**Work item:**
Copy the records below exactly as they appear.
· · · · ·
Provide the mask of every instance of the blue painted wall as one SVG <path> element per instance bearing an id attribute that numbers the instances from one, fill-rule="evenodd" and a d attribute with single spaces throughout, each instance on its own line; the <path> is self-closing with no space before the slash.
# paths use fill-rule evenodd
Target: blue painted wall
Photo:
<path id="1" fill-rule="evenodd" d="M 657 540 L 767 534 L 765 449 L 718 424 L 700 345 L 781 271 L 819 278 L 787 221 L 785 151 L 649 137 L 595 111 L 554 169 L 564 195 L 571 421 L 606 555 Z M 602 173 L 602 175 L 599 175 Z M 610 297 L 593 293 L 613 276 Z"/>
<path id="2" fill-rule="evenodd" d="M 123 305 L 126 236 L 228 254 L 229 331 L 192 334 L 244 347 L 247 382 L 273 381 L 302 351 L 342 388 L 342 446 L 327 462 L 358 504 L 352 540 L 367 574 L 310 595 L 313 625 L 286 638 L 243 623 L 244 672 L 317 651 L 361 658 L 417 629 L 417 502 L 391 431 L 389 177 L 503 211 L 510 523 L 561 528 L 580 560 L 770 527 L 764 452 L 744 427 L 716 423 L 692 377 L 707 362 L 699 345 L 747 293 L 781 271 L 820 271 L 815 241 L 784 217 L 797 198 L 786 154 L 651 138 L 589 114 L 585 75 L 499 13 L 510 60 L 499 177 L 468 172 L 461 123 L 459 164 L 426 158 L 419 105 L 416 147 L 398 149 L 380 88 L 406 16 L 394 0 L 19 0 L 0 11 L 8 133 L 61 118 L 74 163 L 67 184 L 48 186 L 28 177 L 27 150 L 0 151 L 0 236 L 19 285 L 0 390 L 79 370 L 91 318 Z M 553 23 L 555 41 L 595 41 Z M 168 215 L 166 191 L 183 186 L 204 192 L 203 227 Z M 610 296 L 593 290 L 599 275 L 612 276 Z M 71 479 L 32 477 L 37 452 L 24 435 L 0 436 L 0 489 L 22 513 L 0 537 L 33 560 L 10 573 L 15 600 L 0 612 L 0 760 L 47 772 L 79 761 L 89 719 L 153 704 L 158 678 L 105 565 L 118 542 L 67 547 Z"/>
· · · · ·
**Worked solution:**
Provide the mask of every instance of the blue painted wall as one SVG <path> element per instance bearing an id attribute that numbers the instances from one, fill-rule="evenodd" and a d attribute with single spaces throughout, each instance on its own line; the <path> is self-closing with no space before the slash.
# paths use fill-rule evenodd
Target: blue painted wall
Photo:
<path id="1" fill-rule="evenodd" d="M 657 540 L 767 534 L 765 449 L 718 424 L 700 345 L 781 271 L 819 278 L 787 221 L 785 151 L 649 137 L 595 111 L 554 169 L 564 195 L 571 421 L 606 555 Z M 602 173 L 602 175 L 599 175 Z M 610 297 L 593 293 L 613 276 Z"/>
<path id="2" fill-rule="evenodd" d="M 123 305 L 126 236 L 228 254 L 229 331 L 192 334 L 244 347 L 247 382 L 273 381 L 302 351 L 342 388 L 342 446 L 327 462 L 358 504 L 352 540 L 367 574 L 310 595 L 313 625 L 286 638 L 243 623 L 244 672 L 317 651 L 361 658 L 417 629 L 417 502 L 391 431 L 389 177 L 503 211 L 510 523 L 561 528 L 580 560 L 770 527 L 764 452 L 744 427 L 716 423 L 692 377 L 707 362 L 699 345 L 747 293 L 781 271 L 820 271 L 815 241 L 784 217 L 797 198 L 786 154 L 651 138 L 589 114 L 585 75 L 499 13 L 510 60 L 499 177 L 468 172 L 461 123 L 459 164 L 426 158 L 419 105 L 416 147 L 398 149 L 380 88 L 406 16 L 394 0 L 19 0 L 0 11 L 8 133 L 61 118 L 74 163 L 67 184 L 48 186 L 28 177 L 27 150 L 0 151 L 0 236 L 19 285 L 0 390 L 79 370 L 91 318 Z M 553 23 L 555 41 L 595 41 Z M 168 215 L 166 191 L 183 186 L 204 192 L 203 227 Z M 610 296 L 593 290 L 599 275 L 612 276 Z M 71 479 L 32 477 L 37 452 L 24 435 L 0 436 L 0 489 L 22 513 L 0 537 L 33 560 L 10 573 L 15 600 L 0 612 L 0 760 L 47 772 L 79 761 L 89 719 L 153 704 L 158 678 L 105 565 L 118 542 L 67 547 Z"/>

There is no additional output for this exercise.